_DOCUMENT TEXT:_
****************
National Security Secretary of Pakistan
- In office March 2019 – June 2019
- Appointed by: Imran Khan

Additional Secretary for National Health Services
- In office September 2018 – March 2019
- Appointed by: Shahid Khaqan Abbasi

Personal details
- Born: Islamic Republic of Pakistan
- Occupation: Civil servant

= Iqbal Hussain Durrani =

Pakistani civil servant

Iqbal Hussain Durrani is a retired Pakistani civil servant who served in BPS-22 grade as the National Security Secretary of Pakistan. Durrani belongs to the Pakistan Administrative Service and is the son-in-law of former Chief Minister of Sindh, Qaim Ali Shah. History was made when Prime Minister Imran Khan in 2019 promoted both Durrani as well as his wife, Pakistan Administrative Service officer Naheed Shah Durrani, to grade 22; as it was the first time in the country's bureaucratic history that both husband and wife were promoted together to the elite rank of Federal Secretary.
****************
_ROWS:_
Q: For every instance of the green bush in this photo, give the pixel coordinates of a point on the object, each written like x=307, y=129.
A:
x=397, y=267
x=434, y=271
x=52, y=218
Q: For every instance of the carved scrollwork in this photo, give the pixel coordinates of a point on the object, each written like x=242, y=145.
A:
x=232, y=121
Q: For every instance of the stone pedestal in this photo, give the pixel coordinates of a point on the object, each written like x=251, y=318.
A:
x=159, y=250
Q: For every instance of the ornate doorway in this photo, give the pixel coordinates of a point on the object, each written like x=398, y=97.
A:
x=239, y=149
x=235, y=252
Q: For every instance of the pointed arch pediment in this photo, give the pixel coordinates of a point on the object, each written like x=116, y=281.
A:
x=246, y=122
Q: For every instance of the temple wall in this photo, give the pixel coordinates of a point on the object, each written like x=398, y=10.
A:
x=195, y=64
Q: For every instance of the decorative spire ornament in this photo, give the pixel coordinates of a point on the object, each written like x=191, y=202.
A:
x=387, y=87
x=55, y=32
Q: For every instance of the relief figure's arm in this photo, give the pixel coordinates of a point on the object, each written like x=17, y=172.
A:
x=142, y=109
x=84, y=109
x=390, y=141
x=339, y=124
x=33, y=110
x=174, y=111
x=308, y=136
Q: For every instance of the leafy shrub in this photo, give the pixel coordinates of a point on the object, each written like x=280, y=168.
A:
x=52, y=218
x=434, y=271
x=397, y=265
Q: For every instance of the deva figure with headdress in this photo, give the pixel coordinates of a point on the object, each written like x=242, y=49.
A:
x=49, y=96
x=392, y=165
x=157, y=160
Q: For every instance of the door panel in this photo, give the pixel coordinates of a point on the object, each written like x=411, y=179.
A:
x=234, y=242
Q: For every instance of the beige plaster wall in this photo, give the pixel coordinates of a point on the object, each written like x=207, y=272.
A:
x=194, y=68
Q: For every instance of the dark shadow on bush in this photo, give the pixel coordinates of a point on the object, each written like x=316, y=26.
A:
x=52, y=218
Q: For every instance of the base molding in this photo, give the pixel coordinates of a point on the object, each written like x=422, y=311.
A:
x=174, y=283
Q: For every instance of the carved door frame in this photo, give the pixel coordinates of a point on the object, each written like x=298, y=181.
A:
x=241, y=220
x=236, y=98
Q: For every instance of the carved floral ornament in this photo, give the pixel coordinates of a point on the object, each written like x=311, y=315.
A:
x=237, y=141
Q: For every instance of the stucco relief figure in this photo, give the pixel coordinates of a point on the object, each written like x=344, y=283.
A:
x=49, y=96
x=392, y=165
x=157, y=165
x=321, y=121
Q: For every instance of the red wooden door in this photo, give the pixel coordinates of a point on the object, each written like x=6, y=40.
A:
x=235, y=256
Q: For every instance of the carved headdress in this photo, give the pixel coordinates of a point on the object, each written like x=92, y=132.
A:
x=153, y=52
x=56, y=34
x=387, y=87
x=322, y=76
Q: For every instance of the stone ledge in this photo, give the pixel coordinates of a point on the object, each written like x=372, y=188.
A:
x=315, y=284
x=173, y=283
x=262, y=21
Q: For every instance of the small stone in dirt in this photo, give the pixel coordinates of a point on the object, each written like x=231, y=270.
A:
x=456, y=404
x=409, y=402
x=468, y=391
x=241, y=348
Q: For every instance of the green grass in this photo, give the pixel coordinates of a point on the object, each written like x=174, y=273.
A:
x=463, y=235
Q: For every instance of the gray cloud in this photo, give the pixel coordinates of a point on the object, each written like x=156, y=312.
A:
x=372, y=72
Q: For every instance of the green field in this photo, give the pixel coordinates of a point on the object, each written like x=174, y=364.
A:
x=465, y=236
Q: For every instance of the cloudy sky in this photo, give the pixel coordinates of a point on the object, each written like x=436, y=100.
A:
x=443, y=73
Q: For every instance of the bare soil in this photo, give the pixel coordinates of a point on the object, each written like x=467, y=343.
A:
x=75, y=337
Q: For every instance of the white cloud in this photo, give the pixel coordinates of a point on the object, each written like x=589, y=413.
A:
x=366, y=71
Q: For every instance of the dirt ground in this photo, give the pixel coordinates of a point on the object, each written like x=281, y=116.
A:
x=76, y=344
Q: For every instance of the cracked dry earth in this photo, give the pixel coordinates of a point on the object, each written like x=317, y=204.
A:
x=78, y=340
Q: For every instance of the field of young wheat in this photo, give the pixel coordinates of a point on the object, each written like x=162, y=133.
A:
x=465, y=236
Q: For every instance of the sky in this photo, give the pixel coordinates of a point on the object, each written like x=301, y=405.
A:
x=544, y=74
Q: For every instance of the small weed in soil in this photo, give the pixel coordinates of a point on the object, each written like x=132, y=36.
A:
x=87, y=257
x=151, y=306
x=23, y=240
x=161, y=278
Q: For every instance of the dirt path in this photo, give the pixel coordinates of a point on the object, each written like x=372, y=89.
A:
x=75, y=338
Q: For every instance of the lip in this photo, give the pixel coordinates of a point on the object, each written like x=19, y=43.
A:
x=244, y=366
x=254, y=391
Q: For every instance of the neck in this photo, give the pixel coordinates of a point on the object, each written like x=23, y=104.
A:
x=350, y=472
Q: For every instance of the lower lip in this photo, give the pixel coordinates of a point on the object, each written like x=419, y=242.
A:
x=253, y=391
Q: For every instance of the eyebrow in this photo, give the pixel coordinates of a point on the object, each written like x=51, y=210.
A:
****************
_WHAT THIS EXERCISE ASKS:_
(1) In the Iqbal Hussain Durrani biography, who is named as his father-in-law?
(2) Write the next paragraph of the Iqbal Hussain Durrani biography, picking up after its final sentence.

_FINAL ANSWERS:_
(1) Qaim Ali Shah, the former Chief Minister of Sindh.

(2)
Durrani spent majority of his active service years in the Government of Sindh having served as provincial secretary of various departments. He was widely regarded as being one of the most influential provincial secretaries of Sindh. He belongs to the 15th CTP and is batchmates with Sikandar Sultan Raja, Fawad Hasan Fawad, Rizwan Ahmed, Hussain Asghar, Jawad Rafique Malik and Allah Dino Khawaja.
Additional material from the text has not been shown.